_Directions_. List every line in the items below that contains the word "branch".

********

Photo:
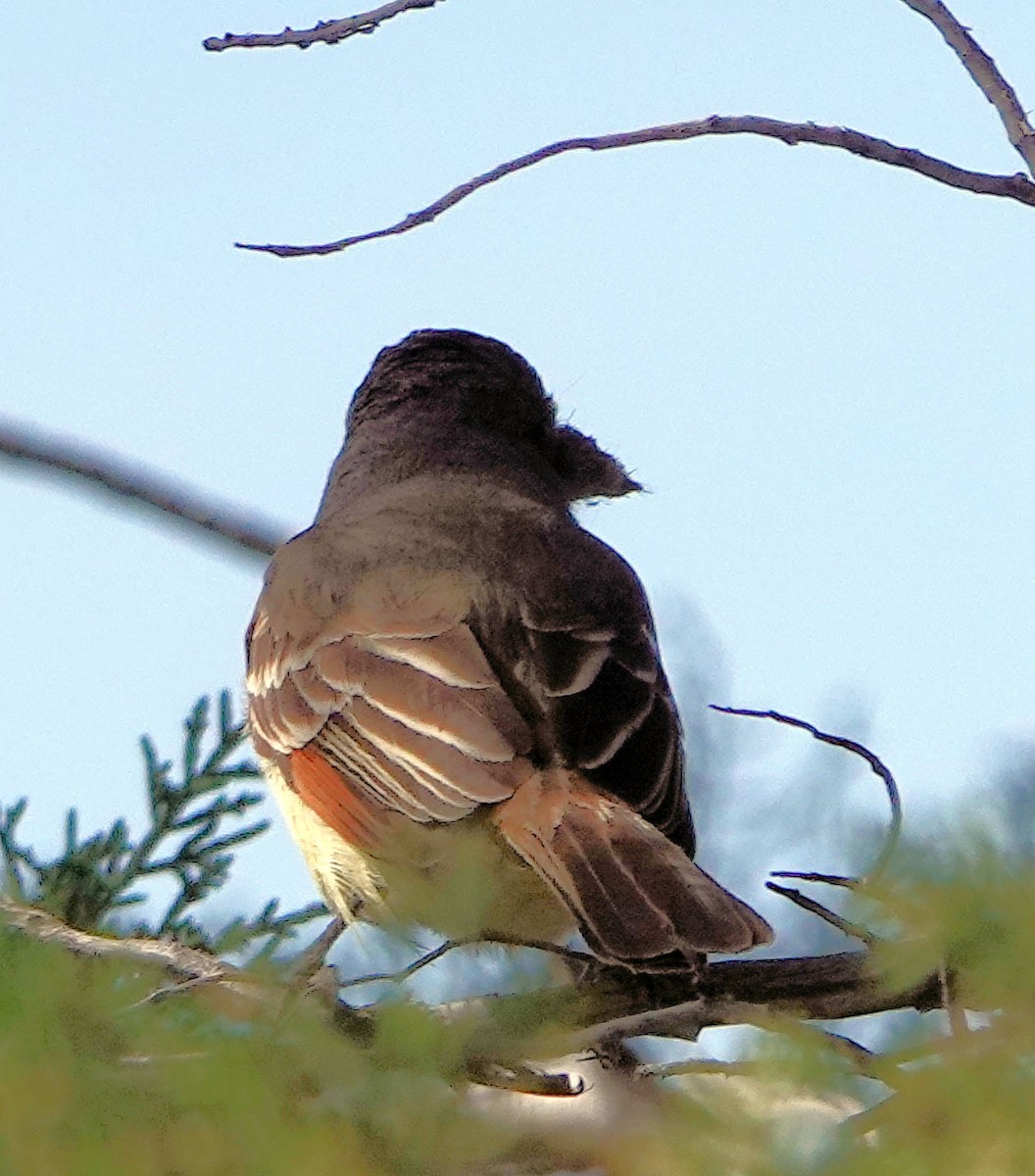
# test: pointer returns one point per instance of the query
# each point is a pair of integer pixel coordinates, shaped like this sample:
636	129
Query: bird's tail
638	899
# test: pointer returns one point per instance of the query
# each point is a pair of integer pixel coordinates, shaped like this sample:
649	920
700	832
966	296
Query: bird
456	691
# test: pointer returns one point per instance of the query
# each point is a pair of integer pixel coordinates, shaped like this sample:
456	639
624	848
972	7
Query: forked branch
1011	187
329	32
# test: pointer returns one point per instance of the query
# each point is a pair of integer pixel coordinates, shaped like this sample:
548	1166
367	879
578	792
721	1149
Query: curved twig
816	908
138	483
329	32
1012	187
876	765
986	76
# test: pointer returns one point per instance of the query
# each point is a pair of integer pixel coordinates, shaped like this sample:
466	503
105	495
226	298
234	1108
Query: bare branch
876	765
986	75
329	32
188	965
612	1000
524	1080
113	475
1012	187
840	880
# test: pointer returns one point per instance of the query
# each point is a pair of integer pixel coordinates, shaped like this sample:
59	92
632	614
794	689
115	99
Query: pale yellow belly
460	880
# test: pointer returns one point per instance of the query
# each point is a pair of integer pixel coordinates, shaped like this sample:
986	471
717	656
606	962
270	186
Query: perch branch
1012	187
71	460
876	765
986	75
188	965
329	32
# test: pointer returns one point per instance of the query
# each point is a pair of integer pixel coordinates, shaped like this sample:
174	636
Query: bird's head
456	387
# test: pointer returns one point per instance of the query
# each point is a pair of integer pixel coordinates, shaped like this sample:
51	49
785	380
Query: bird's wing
607	824
542	703
386	705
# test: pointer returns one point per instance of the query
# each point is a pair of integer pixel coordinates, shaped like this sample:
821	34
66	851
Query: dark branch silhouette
1011	187
876	765
132	482
329	32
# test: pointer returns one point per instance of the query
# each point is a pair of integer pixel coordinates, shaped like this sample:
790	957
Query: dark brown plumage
447	663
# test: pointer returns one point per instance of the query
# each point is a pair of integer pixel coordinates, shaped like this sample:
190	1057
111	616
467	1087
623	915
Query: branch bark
1010	187
609	1001
329	32
198	513
986	75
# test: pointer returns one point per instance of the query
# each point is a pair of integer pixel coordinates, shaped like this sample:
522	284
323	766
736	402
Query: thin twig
313	958
954	1010
840	880
700	1065
411	969
986	75
115	475
876	765
187	964
329	32
523	1080
821	911
1012	187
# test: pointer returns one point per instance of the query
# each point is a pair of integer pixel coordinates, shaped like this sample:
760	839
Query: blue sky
818	366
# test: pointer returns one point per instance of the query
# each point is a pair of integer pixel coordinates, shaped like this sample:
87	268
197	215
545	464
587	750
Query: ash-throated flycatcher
447	669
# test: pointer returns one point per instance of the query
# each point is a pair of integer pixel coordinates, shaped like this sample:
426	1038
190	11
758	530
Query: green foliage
189	840
105	1070
93	1081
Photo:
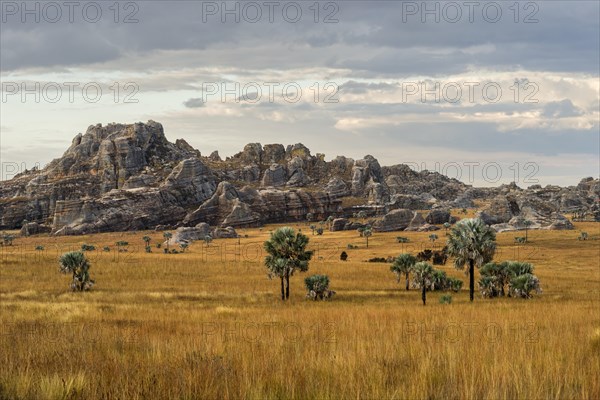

********

_Response_.
Query: forked branch
Query: bare branch
Query: perch branch
Query: dark branch silhouette
Query: branch bark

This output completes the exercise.